▶ _What is required_: The response should consist of the records that follow, repeated exactly.

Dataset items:
___

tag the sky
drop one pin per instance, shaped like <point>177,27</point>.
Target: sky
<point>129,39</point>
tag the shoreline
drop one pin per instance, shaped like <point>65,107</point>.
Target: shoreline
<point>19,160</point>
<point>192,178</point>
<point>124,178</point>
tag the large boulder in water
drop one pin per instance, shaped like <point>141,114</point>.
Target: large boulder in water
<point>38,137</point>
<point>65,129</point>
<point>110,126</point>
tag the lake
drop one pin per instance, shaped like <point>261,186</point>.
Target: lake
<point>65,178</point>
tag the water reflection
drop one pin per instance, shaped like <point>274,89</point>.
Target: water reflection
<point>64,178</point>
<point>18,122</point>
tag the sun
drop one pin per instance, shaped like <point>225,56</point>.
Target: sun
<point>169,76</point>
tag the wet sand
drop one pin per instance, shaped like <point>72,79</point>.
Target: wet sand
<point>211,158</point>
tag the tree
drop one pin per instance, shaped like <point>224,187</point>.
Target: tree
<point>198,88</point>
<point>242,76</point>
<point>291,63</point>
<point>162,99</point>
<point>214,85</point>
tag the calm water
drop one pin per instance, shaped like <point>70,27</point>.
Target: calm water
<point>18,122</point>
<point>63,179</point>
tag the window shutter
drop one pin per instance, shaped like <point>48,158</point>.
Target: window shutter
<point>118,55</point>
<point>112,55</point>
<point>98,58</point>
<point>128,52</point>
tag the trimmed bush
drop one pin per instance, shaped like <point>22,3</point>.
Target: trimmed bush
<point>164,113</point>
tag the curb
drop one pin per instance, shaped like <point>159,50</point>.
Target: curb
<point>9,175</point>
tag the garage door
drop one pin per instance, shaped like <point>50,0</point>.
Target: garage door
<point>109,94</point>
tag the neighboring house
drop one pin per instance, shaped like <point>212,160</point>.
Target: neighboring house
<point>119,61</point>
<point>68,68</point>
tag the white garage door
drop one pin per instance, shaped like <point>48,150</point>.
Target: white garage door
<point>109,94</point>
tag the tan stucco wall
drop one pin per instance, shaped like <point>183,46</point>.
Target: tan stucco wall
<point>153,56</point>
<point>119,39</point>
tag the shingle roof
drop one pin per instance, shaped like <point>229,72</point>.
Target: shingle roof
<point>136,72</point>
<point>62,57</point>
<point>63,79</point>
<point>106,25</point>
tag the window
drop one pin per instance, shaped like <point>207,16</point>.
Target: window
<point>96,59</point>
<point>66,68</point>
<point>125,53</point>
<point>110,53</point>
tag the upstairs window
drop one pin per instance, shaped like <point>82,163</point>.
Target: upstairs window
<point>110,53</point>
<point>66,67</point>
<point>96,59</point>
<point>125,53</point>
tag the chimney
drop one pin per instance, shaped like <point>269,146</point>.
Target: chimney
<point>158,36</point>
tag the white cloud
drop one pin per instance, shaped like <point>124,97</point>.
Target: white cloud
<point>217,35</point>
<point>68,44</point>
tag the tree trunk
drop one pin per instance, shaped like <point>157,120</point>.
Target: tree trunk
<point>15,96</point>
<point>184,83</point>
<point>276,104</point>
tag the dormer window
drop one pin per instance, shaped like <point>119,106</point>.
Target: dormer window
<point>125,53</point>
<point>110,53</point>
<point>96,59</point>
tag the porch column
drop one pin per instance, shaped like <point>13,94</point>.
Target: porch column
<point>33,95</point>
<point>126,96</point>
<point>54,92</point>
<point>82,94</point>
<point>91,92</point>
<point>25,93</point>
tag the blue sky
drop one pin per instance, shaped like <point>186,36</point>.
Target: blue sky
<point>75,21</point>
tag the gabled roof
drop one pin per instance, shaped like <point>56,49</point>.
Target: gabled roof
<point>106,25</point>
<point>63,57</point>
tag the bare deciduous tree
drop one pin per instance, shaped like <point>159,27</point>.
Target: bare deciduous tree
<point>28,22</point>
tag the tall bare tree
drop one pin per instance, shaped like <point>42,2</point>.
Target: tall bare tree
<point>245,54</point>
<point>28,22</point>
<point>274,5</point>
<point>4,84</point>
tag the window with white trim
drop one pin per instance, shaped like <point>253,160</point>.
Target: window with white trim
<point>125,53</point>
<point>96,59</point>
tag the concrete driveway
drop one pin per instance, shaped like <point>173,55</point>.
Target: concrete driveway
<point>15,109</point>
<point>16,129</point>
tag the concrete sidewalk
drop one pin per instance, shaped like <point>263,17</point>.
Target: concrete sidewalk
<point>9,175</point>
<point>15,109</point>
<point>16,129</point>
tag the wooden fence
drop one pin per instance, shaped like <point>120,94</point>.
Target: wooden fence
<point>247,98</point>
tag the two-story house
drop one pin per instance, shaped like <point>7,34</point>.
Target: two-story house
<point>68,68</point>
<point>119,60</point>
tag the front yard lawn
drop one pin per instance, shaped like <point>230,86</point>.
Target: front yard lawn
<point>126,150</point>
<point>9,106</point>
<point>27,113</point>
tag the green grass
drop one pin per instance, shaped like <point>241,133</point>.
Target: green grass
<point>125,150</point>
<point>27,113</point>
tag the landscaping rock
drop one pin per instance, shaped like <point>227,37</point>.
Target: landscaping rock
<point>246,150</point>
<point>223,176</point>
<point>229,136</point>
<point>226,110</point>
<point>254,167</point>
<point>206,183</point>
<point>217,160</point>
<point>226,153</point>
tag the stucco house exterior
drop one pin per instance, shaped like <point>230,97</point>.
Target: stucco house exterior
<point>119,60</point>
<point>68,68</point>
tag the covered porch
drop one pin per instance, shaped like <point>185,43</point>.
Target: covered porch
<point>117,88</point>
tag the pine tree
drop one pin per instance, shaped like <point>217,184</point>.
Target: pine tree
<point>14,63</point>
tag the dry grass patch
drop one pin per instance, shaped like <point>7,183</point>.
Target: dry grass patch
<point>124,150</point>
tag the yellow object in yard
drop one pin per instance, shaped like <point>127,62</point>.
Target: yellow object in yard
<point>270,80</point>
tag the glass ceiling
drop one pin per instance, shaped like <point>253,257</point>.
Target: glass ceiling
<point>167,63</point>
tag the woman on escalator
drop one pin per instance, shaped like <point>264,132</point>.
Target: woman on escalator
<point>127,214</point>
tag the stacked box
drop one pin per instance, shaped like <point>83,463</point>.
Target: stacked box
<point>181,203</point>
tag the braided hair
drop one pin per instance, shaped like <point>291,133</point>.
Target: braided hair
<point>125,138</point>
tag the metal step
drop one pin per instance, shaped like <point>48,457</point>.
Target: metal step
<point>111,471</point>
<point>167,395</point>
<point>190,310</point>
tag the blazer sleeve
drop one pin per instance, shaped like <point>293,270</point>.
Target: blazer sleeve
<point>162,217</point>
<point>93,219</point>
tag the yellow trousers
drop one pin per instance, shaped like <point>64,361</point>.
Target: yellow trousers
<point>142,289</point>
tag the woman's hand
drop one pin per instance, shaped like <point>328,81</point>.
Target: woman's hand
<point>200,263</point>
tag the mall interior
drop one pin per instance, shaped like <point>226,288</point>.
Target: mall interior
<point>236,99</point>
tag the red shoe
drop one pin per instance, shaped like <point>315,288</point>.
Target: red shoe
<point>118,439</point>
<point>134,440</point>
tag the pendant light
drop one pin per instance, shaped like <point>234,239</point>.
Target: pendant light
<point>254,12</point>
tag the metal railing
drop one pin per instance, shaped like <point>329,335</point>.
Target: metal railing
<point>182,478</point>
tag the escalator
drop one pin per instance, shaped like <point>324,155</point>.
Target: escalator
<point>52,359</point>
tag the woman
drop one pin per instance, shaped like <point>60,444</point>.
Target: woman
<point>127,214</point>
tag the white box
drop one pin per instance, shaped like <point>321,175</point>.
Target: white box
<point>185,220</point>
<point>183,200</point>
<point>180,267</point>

___

▶ _Answer section_:
tag the sky
drop one pin per instance, shaped like <point>177,27</point>.
Target: sky
<point>129,39</point>
tag the shoreline
drop one pin per instance, shaped like <point>65,107</point>.
Target: shoreline
<point>19,160</point>
<point>192,178</point>
<point>124,178</point>
tag the large boulder in water
drop one pin per instance, shaped like <point>141,114</point>.
Target: large boulder in water
<point>38,137</point>
<point>65,129</point>
<point>110,126</point>
tag the lake
drop one pin per instance, shaped like <point>261,186</point>.
Target: lake
<point>65,178</point>
tag the water reflection
drop one pin per instance, shaped like <point>274,89</point>.
Target: water reflection
<point>64,178</point>
<point>18,122</point>
tag the sun
drop one pin per instance, shaped like <point>225,56</point>.
Target: sun
<point>169,76</point>
tag the wet sand
drop one pin per instance, shaped like <point>72,79</point>.
Target: wet sand
<point>211,158</point>
tag the tree
drop one pin per instance, shaped like <point>224,187</point>.
Target: tree
<point>198,88</point>
<point>242,76</point>
<point>291,63</point>
<point>162,99</point>
<point>214,85</point>
tag the calm water
drop one pin per instance, shaped like <point>70,27</point>.
Target: calm water
<point>18,122</point>
<point>63,179</point>
tag the window shutter
drop one pin per instance, shaped like <point>48,158</point>.
Target: window shutter
<point>118,55</point>
<point>112,55</point>
<point>98,58</point>
<point>128,52</point>
tag the trimmed bush
drop one pin per instance, shaped like <point>22,3</point>.
Target: trimmed bush
<point>164,113</point>
tag the curb
drop one pin per instance, shaped like <point>159,50</point>.
Target: curb
<point>9,175</point>
tag the garage door
drop one pin per instance, shaped like <point>50,0</point>.
Target: garage door
<point>109,94</point>
tag the neighboring house
drop one pin per instance, shaped like <point>212,160</point>.
Target: neighboring house
<point>119,61</point>
<point>68,68</point>
tag the white garage door
drop one pin per instance, shaped like <point>48,150</point>.
Target: white garage door
<point>109,94</point>
tag the tan stucco wall
drop one pin per instance, shaped like <point>183,46</point>.
Target: tan stucco wall
<point>153,56</point>
<point>119,39</point>
tag the shingle roof
drop one pin per instance, shaped like <point>229,72</point>.
Target: shingle roof
<point>136,72</point>
<point>62,57</point>
<point>63,79</point>
<point>106,25</point>
tag the window
drop one pin per instance, shaped like <point>207,16</point>.
Target: window
<point>96,59</point>
<point>66,68</point>
<point>125,53</point>
<point>110,53</point>
tag the upstairs window
drop one pin per instance, shaped like <point>82,163</point>.
Target: upstairs window
<point>110,53</point>
<point>66,67</point>
<point>96,59</point>
<point>125,53</point>
tag the chimney
drop one pin per instance, shaped like <point>269,146</point>.
Target: chimney
<point>158,36</point>
tag the white cloud
drop one pin per instance, shaped like <point>124,97</point>.
Target: white cloud
<point>217,35</point>
<point>68,44</point>
tag the tree trunk
drop one pin per instance, shaped like <point>157,120</point>.
Target: tree trunk
<point>15,96</point>
<point>184,83</point>
<point>276,104</point>
tag the dormer window
drop one pin per instance, shaped like <point>119,106</point>.
Target: dormer window
<point>125,53</point>
<point>110,53</point>
<point>96,59</point>
tag the porch column
drop one pin per instance, shaped like <point>13,94</point>.
Target: porch column
<point>33,95</point>
<point>126,96</point>
<point>54,92</point>
<point>82,94</point>
<point>91,92</point>
<point>25,93</point>
tag the blue sky
drop one pin per instance, shaped like <point>186,36</point>.
Target: blue sky
<point>75,21</point>
tag the gabled roof
drop one pin per instance, shaped like <point>56,49</point>.
Target: gabled roof
<point>106,25</point>
<point>63,57</point>
tag the bare deciduous tree
drop one pin per instance, shaped like <point>159,27</point>.
Target: bare deciduous tree
<point>28,22</point>
tag the tall bare tree
drop one pin per instance, shaped like <point>42,2</point>.
Target: tall bare tree
<point>245,54</point>
<point>28,22</point>
<point>274,5</point>
<point>4,84</point>
tag the window with white trim
drop one pin per instance, shaped like <point>253,160</point>.
Target: window with white trim
<point>125,53</point>
<point>96,59</point>
tag the concrete driveway
drop one pin per instance, shaped like <point>173,55</point>.
Target: concrete driveway
<point>15,109</point>
<point>16,129</point>
tag the concrete sidewalk
drop one pin per instance, shaped like <point>263,17</point>.
Target: concrete sidewalk
<point>9,175</point>
<point>15,109</point>
<point>16,129</point>
tag the wooden fence
drop one pin per instance, shaped like <point>120,94</point>.
Target: wooden fence
<point>247,98</point>
tag the two-story house
drop one pin per instance, shaped like <point>7,34</point>.
Target: two-story house
<point>68,68</point>
<point>119,60</point>
tag the front yard lawn
drop one pin per instance, shaped like <point>230,86</point>.
Target: front yard lawn
<point>126,150</point>
<point>9,106</point>
<point>27,113</point>
tag the green grass
drop one pin per instance, shaped like <point>241,133</point>.
Target: green grass
<point>125,150</point>
<point>27,113</point>
tag the landscaping rock
drop one pin per instance, shaped like <point>227,37</point>.
Target: landscaping rock
<point>246,150</point>
<point>223,176</point>
<point>229,136</point>
<point>226,110</point>
<point>254,167</point>
<point>206,183</point>
<point>217,160</point>
<point>226,153</point>
tag the stucco house exterior
drop one pin per instance, shaped like <point>230,97</point>.
Target: stucco house exterior
<point>119,60</point>
<point>68,68</point>
tag the covered porch
drop one pin per instance, shaped like <point>185,43</point>.
Target: covered porch
<point>117,88</point>
tag the pine tree
drop one pin per instance, shaped like <point>217,184</point>.
Target: pine tree
<point>14,63</point>
tag the dry grass patch
drop one pin per instance, shaped like <point>7,183</point>.
Target: dry grass patch
<point>124,150</point>
tag the yellow object in yard
drop one pin per instance, shaped like <point>127,62</point>.
Target: yellow object in yard
<point>270,80</point>
tag the glass ceiling
drop one pin per instance, shaped like <point>253,257</point>.
Target: glass ceiling
<point>167,63</point>
tag the woman on escalator
drop one pin per instance, shaped like <point>264,132</point>.
Target: woman on escalator
<point>127,214</point>
tag the stacked box
drop one pin per instance, shaped like <point>83,463</point>.
Target: stacked box
<point>181,203</point>
tag the braided hair
drop one pin per instance, shaped like <point>291,133</point>.
Target: braided hair
<point>125,138</point>
tag the metal step
drop one pin per instance, shaped like <point>48,457</point>.
Target: metal step
<point>111,471</point>
<point>167,395</point>
<point>190,310</point>
tag the blazer sleeve
drop one pin per instance, shaped like <point>293,270</point>.
Target: blazer sleeve
<point>162,217</point>
<point>93,219</point>
tag the yellow trousers
drop one pin per instance, shaped like <point>64,361</point>.
Target: yellow trousers
<point>142,289</point>
tag the woman's hand
drop one pin per instance, shaped like <point>328,81</point>.
Target: woman's hand
<point>200,263</point>
tag the mall interior
drop one pin per instance, shaped like <point>226,288</point>.
Target: mall interior
<point>236,99</point>
tag the red shoe
drop one pin per instance, shaped like <point>315,288</point>.
Target: red shoe
<point>118,439</point>
<point>134,440</point>
tag the pendant light
drop one pin per instance, shaped like <point>234,239</point>.
Target: pendant light
<point>254,12</point>
tag the metal railing
drop one pin per instance, shaped like <point>329,335</point>.
Target: metal railing
<point>182,478</point>
tag the escalator
drop one pin per instance, shaped like <point>324,155</point>.
Target: escalator
<point>52,359</point>
tag the woman
drop one pin per instance, shaped like <point>60,444</point>.
Target: woman
<point>127,214</point>
tag the white box
drop one pin per instance, shaped like <point>321,175</point>.
Target: white box
<point>185,220</point>
<point>183,200</point>
<point>180,267</point>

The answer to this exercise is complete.